Source text:

The paste land: a memoir from Sheffield’s flyposter frontline
The illegal collaging of flyposters was a growth industry in the Sheffield of 1985. So I rolled up my sleeves, I got stuck in, and like so many others, I wore my heart on the wall.
The subways, the bridges, the car parks, the precincts: this was a city constructed of paper and glue. Across every blank facade and each vacant parade there were thick crusts of papier-mâché, propaganda gone hard. Screenprinted, Xeroxed, stencilled, felt-tipped – these posters could be hand-made in attics or churned out by machine, but however they came into being, the layers of events and opinions seemed to keep our city standing even as we imagined the foundations were breaking apart. They held together walls that would otherwise collapse and masked the windows that glazed the abyss.
As the layers thickened, they were picked at and prised away from the wounds that they covered: they were flyposter scabs, but no healing occurred underneath. These were bomb sites, closed shops, parks made of breezeblock – all bound together by newsprint and paste. But even in the midst of this bandaged decay, the posters continued to spread their word, evidence that we retained a desire to meet, to play, to argue and fight. Here were meetings and demos, concerts and gigs; and we yearned for an audience, or for friends to join in. This agitation and hedonism – we couldn’t do it alone.
In Sheffield in 1985, the industrial canvas was blank. There was a lot of space to be filled; there were a great deal of things to be said. For just a few quid, a room in a pub could be yours – a void into which you could stuff musicians, revolutionaries, big thoughts, fat chances. Bands could play krautrock and hurl fruit at the crowd. Lads in round specs could prepare for insurrection. Nascent stadium rockers could charge 20p on the door. And across laminated tables ringed with ale, the stories of all of our futures could be written – so long as we were out by half past ten. And every event needed its poster, its place on the wall; a call to arms, or a simple decree: meet in the Brown Cow, the Mail Coach, the Howard, the Red Deer. Anything could happen – though it probably won’t.

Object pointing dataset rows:
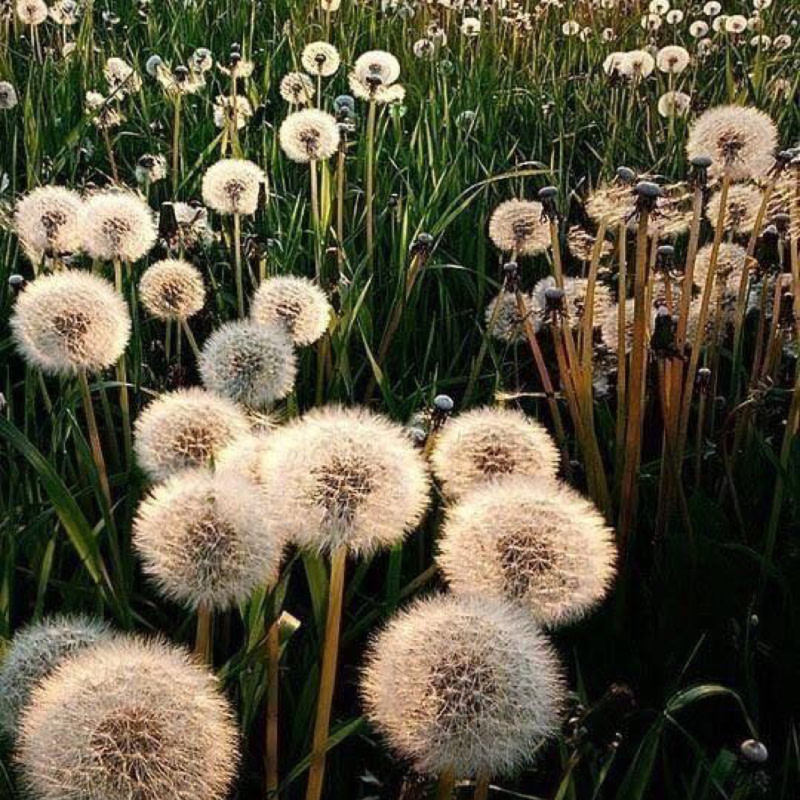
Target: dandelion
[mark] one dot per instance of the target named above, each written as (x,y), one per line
(251,364)
(740,141)
(519,227)
(203,539)
(183,429)
(463,686)
(34,653)
(48,222)
(128,718)
(296,303)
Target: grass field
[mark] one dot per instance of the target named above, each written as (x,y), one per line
(640,308)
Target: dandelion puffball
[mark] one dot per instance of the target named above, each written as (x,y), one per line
(117,225)
(251,364)
(203,539)
(186,428)
(172,289)
(70,321)
(487,443)
(48,222)
(531,541)
(518,226)
(34,653)
(128,719)
(295,302)
(233,186)
(309,135)
(344,477)
(740,141)
(463,684)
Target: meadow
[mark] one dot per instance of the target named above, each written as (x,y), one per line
(400,399)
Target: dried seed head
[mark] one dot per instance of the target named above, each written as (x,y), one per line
(70,321)
(488,443)
(183,429)
(465,684)
(532,541)
(128,719)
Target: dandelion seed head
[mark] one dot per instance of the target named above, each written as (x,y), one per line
(465,684)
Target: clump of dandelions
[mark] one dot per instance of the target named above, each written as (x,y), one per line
(69,322)
(233,186)
(34,653)
(172,289)
(740,141)
(202,538)
(309,135)
(463,685)
(531,541)
(249,363)
(344,478)
(187,428)
(295,302)
(487,443)
(128,718)
(48,222)
(519,227)
(117,225)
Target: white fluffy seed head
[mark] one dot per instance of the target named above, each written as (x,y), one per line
(233,186)
(251,364)
(466,684)
(128,719)
(172,289)
(48,222)
(344,478)
(309,135)
(183,429)
(296,303)
(531,541)
(70,321)
(488,443)
(117,225)
(34,653)
(203,539)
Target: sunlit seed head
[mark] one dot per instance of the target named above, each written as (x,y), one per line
(320,58)
(117,225)
(34,653)
(344,478)
(128,719)
(741,141)
(484,444)
(233,186)
(309,135)
(296,303)
(518,226)
(183,429)
(48,222)
(466,684)
(533,541)
(203,539)
(249,363)
(70,321)
(172,289)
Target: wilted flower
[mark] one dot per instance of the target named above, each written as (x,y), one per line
(70,321)
(487,443)
(296,303)
(463,684)
(183,429)
(172,289)
(204,540)
(344,478)
(128,718)
(531,541)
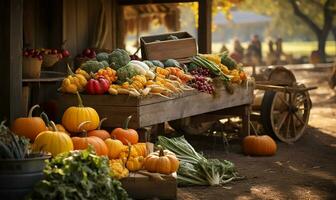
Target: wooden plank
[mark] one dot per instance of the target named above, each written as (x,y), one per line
(69,25)
(11,58)
(82,25)
(192,105)
(204,26)
(132,2)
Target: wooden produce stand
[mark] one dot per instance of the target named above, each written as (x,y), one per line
(154,110)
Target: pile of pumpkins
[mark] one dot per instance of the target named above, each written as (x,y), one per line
(121,145)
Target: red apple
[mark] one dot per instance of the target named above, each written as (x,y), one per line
(65,53)
(86,52)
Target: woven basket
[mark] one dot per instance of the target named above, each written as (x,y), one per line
(49,60)
(31,67)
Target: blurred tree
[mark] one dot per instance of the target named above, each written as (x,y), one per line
(317,15)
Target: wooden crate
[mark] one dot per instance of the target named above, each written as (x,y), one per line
(157,47)
(154,110)
(139,186)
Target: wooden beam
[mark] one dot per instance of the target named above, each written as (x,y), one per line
(132,2)
(204,26)
(11,58)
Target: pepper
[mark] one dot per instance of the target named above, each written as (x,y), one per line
(97,86)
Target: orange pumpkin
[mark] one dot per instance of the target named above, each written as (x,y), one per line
(102,134)
(75,115)
(59,127)
(141,149)
(255,145)
(126,135)
(29,126)
(114,148)
(164,162)
(83,142)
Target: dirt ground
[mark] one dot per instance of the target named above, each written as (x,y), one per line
(304,170)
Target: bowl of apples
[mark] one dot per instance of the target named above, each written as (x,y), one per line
(31,63)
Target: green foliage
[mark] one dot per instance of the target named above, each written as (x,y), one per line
(93,66)
(194,168)
(11,145)
(126,72)
(78,175)
(103,56)
(171,63)
(119,58)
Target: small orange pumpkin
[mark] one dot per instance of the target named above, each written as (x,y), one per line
(102,134)
(163,161)
(29,126)
(255,145)
(75,115)
(114,148)
(53,141)
(141,148)
(126,135)
(83,142)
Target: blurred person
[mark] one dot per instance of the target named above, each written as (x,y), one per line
(254,51)
(238,51)
(271,58)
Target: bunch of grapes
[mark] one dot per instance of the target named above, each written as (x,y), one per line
(202,84)
(201,71)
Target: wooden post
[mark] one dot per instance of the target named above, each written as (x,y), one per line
(204,26)
(11,58)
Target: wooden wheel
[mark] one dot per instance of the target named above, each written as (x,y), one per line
(285,115)
(185,125)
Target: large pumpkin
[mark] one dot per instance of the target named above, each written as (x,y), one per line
(126,135)
(102,134)
(53,141)
(75,115)
(255,145)
(114,148)
(83,142)
(163,161)
(29,126)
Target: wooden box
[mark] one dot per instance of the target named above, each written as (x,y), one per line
(140,186)
(153,110)
(159,47)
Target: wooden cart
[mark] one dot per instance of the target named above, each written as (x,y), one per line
(155,110)
(281,104)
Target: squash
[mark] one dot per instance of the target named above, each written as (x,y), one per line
(53,141)
(119,58)
(114,148)
(141,149)
(255,145)
(118,169)
(29,126)
(83,142)
(126,135)
(59,127)
(157,63)
(171,63)
(102,134)
(75,115)
(164,162)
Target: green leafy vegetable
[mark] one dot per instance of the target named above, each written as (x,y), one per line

Things to do:
**A)** Reproduce word for word the part of the Sheffield flyposter memoir that starts at "The paste land: a" and ends after "on the wall.".
**B)** Gather every line of the entries that contains the word "orange".

Replies:
**A)**
The paste land: a memoir from Sheffield’s flyposter frontline
The illegal collaging of flyposters was a growth industry in the Sheffield of 1985. So I rolled up my sleeves, I got stuck in, and like so many others, I wore my heart on the wall.

**B)**
Target: orange pumpkin
Target: small orange pumpkin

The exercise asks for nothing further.